**SUPPLIED MATERIAL:**
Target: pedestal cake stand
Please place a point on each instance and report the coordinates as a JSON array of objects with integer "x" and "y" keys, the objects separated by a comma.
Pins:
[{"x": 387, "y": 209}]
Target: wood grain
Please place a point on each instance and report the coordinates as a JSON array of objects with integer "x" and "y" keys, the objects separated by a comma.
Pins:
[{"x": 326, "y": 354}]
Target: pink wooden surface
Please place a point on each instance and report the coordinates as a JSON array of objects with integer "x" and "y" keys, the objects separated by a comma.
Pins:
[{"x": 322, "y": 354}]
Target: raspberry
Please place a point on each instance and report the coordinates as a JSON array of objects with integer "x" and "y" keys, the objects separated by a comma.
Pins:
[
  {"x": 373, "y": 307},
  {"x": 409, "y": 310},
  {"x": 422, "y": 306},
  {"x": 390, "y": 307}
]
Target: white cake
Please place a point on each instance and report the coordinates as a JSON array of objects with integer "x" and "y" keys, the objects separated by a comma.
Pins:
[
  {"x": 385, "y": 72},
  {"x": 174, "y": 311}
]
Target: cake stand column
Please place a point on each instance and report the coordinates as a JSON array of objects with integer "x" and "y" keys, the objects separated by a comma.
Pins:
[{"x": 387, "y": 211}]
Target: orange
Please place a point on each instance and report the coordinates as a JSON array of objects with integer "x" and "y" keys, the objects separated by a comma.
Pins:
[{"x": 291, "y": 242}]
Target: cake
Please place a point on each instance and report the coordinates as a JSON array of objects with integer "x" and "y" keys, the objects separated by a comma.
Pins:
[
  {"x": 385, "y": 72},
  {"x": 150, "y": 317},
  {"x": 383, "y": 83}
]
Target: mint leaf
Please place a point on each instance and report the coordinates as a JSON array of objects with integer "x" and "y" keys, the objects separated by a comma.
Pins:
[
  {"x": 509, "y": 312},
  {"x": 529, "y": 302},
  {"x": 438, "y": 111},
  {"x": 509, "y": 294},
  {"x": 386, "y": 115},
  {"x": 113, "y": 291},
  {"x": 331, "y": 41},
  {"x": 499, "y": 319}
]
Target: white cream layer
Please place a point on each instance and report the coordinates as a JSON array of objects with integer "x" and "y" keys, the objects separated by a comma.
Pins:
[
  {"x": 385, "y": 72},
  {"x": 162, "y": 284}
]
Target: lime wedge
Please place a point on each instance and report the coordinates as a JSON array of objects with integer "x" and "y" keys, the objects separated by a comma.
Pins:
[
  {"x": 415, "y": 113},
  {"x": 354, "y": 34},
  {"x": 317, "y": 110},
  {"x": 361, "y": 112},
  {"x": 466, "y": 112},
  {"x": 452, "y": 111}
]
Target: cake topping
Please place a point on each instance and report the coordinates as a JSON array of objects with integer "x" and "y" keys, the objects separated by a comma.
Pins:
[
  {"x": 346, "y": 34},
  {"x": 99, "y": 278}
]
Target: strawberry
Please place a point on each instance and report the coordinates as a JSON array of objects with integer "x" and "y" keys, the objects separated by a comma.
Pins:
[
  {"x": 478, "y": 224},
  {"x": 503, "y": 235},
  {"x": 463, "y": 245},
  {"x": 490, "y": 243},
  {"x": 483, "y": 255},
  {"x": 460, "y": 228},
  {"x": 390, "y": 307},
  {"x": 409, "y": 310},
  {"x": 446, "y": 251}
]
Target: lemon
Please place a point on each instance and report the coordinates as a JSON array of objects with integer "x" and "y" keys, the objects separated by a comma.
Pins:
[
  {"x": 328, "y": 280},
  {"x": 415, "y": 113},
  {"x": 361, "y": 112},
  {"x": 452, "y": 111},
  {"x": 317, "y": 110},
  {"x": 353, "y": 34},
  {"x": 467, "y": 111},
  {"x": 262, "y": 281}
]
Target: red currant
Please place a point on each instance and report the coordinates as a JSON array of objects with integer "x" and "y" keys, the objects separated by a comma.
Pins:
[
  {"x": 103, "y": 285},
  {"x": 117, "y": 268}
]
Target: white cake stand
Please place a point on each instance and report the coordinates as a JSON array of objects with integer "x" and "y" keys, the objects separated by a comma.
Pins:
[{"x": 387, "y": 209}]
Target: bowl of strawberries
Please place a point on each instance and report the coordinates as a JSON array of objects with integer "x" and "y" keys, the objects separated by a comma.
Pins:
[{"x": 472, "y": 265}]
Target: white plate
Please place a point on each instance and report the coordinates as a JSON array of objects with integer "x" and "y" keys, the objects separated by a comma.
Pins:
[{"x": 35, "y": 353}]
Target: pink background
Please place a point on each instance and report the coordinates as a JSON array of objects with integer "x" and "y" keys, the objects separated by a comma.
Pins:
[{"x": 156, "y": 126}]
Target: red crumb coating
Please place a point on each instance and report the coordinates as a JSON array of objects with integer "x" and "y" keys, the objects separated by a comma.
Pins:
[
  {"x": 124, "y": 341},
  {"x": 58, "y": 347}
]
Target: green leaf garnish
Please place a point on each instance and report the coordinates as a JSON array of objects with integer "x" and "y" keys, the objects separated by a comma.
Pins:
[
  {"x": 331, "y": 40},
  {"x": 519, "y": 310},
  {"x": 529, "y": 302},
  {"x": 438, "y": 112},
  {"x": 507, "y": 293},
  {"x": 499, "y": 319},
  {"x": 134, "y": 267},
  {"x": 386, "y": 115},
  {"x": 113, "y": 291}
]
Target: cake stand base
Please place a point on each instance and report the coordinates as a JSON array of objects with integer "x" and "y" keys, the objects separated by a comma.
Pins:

**THE REQUEST:** Output an exact copy of each record.

**THE OUTPUT:**
Target: pedestal cake stand
Please place a point on each instance and report the coordinates as a JSON array of objects with integer "x" and "y" keys, the objects separated by a comma.
Pins:
[{"x": 387, "y": 209}]
Target: wood grain
Please place a point on each instance and report the coordinates as a JSON array of objects with integer "x" and "y" keys, the objects separated by a comma.
Pins:
[{"x": 326, "y": 354}]
Target: pink wooden surface
Please place a point on each instance and report the coordinates as a JSON array of objects with integer "x" and "y" keys, the objects separated by a comma.
Pins:
[{"x": 322, "y": 354}]
Target: raspberry
Please place a point on each instance and report the coordinates as a JSON array of objects with integer "x" and "y" keys, the objects separated by a comma.
Pins:
[
  {"x": 373, "y": 307},
  {"x": 409, "y": 310},
  {"x": 422, "y": 306},
  {"x": 390, "y": 307}
]
Target: white cake
Please place a point on each instance and report the coordinates as a JSON array of objects with integer "x" and "y" keys, the objects separated by a comma.
Pins:
[
  {"x": 385, "y": 72},
  {"x": 174, "y": 311}
]
Target: cake stand column
Please place a point on each instance and report the coordinates as a JSON array of objects with integer "x" and "y" keys, the objects separated by a comma.
Pins:
[{"x": 387, "y": 211}]
Target: orange
Please place a point on each instance and report the coordinates as a JSON array of objects with integer "x" and "y" keys, the objects separated by a comma.
Pins:
[{"x": 291, "y": 242}]
Target: cake
Please place a point on each instance and report the coordinates as a JSON array of objects with integer "x" and "y" keys, the objects separated by a comma.
Pins:
[
  {"x": 385, "y": 72},
  {"x": 150, "y": 317},
  {"x": 383, "y": 83}
]
Target: mint leaf
Please place a point on each instance and report the coordinates as a JSON array of objects with integer "x" and "y" keys, the objects separated by a comma.
Pins:
[
  {"x": 509, "y": 312},
  {"x": 529, "y": 302},
  {"x": 438, "y": 111},
  {"x": 509, "y": 294},
  {"x": 386, "y": 115},
  {"x": 113, "y": 291},
  {"x": 331, "y": 41},
  {"x": 499, "y": 319}
]
Target: white cream layer
Please place a point on each instance and report the coordinates as a JSON array of objects with integer "x" and "y" keys, the objects separated by a comma.
Pins:
[
  {"x": 385, "y": 72},
  {"x": 162, "y": 284}
]
Target: lime wedge
Please place a point on each instance and report the coordinates as a JSON array of objects with integer "x" and "y" keys, the objects separated by a comma.
Pins:
[
  {"x": 415, "y": 113},
  {"x": 354, "y": 34},
  {"x": 317, "y": 110},
  {"x": 361, "y": 112},
  {"x": 466, "y": 112},
  {"x": 452, "y": 111}
]
Target: cake topping
Please place a point on each instance and report the coordinates as a JSON array of objects with integer "x" and "y" keys, the objects separated by a comma.
Pins:
[
  {"x": 346, "y": 34},
  {"x": 99, "y": 278}
]
Target: strawberry
Please place a point on each instance and report the coordinates as a JSON array of objects with integer "x" and "y" keys, the objects separated by a comma.
Pins:
[
  {"x": 478, "y": 224},
  {"x": 503, "y": 235},
  {"x": 463, "y": 245},
  {"x": 490, "y": 243},
  {"x": 483, "y": 255},
  {"x": 460, "y": 228},
  {"x": 390, "y": 307},
  {"x": 409, "y": 310},
  {"x": 446, "y": 251}
]
Target: lemon
Please place a point on each instance and report the coordinates as a JSON array of objects with integer "x" and "y" keys, the objects separated by a comma.
Pins:
[
  {"x": 328, "y": 280},
  {"x": 415, "y": 113},
  {"x": 361, "y": 112},
  {"x": 452, "y": 111},
  {"x": 317, "y": 110},
  {"x": 353, "y": 34},
  {"x": 467, "y": 111},
  {"x": 262, "y": 281}
]
Target: red currant
Please place a point on each instance and report the coordinates as a JSON array of objects with integer "x" and "y" keys, the objects separated by a comma.
Pins:
[
  {"x": 103, "y": 285},
  {"x": 117, "y": 268}
]
Target: white cake stand
Please place a point on each instance and report the coordinates as a JSON array of objects with integer "x" and "y" keys, the objects separated by a comma.
Pins:
[{"x": 387, "y": 209}]
Target: bowl of strawberries
Please place a point on each instance and report the coordinates as a JSON array of objects with integer "x" and "y" keys, the objects separated by a comma.
Pins:
[{"x": 472, "y": 265}]
Target: white plate
Please place a point on each instance and report the coordinates as a JSON array of objects with integer "x" and "y" keys, the objects separated by a comma.
Pins:
[{"x": 35, "y": 353}]
Target: pink background
Please place a point on each instance and report the coordinates as a JSON array of objects with integer "x" and "y" keys, the objects separated by a comma.
Pins:
[{"x": 156, "y": 126}]
Target: red crumb coating
Please place a point on each instance and report the coordinates as a JSON array of objects with integer "x" and "y" keys, the objects separated by a comma.
Pins:
[
  {"x": 124, "y": 341},
  {"x": 58, "y": 347}
]
Target: green leaf garnish
Please place a point on each instance and report the coordinates as a JSON array of objects with integer "x" and "y" keys, the objects separated by a comma.
Pins:
[
  {"x": 331, "y": 40},
  {"x": 519, "y": 310},
  {"x": 529, "y": 302},
  {"x": 438, "y": 112},
  {"x": 507, "y": 293},
  {"x": 499, "y": 319},
  {"x": 134, "y": 267},
  {"x": 386, "y": 115},
  {"x": 113, "y": 291}
]
Target: cake stand base
Please place a point on each instance and report the coordinates as a JSON array of objects with integer "x" and "y" keys, the objects separated by a comma.
Pins:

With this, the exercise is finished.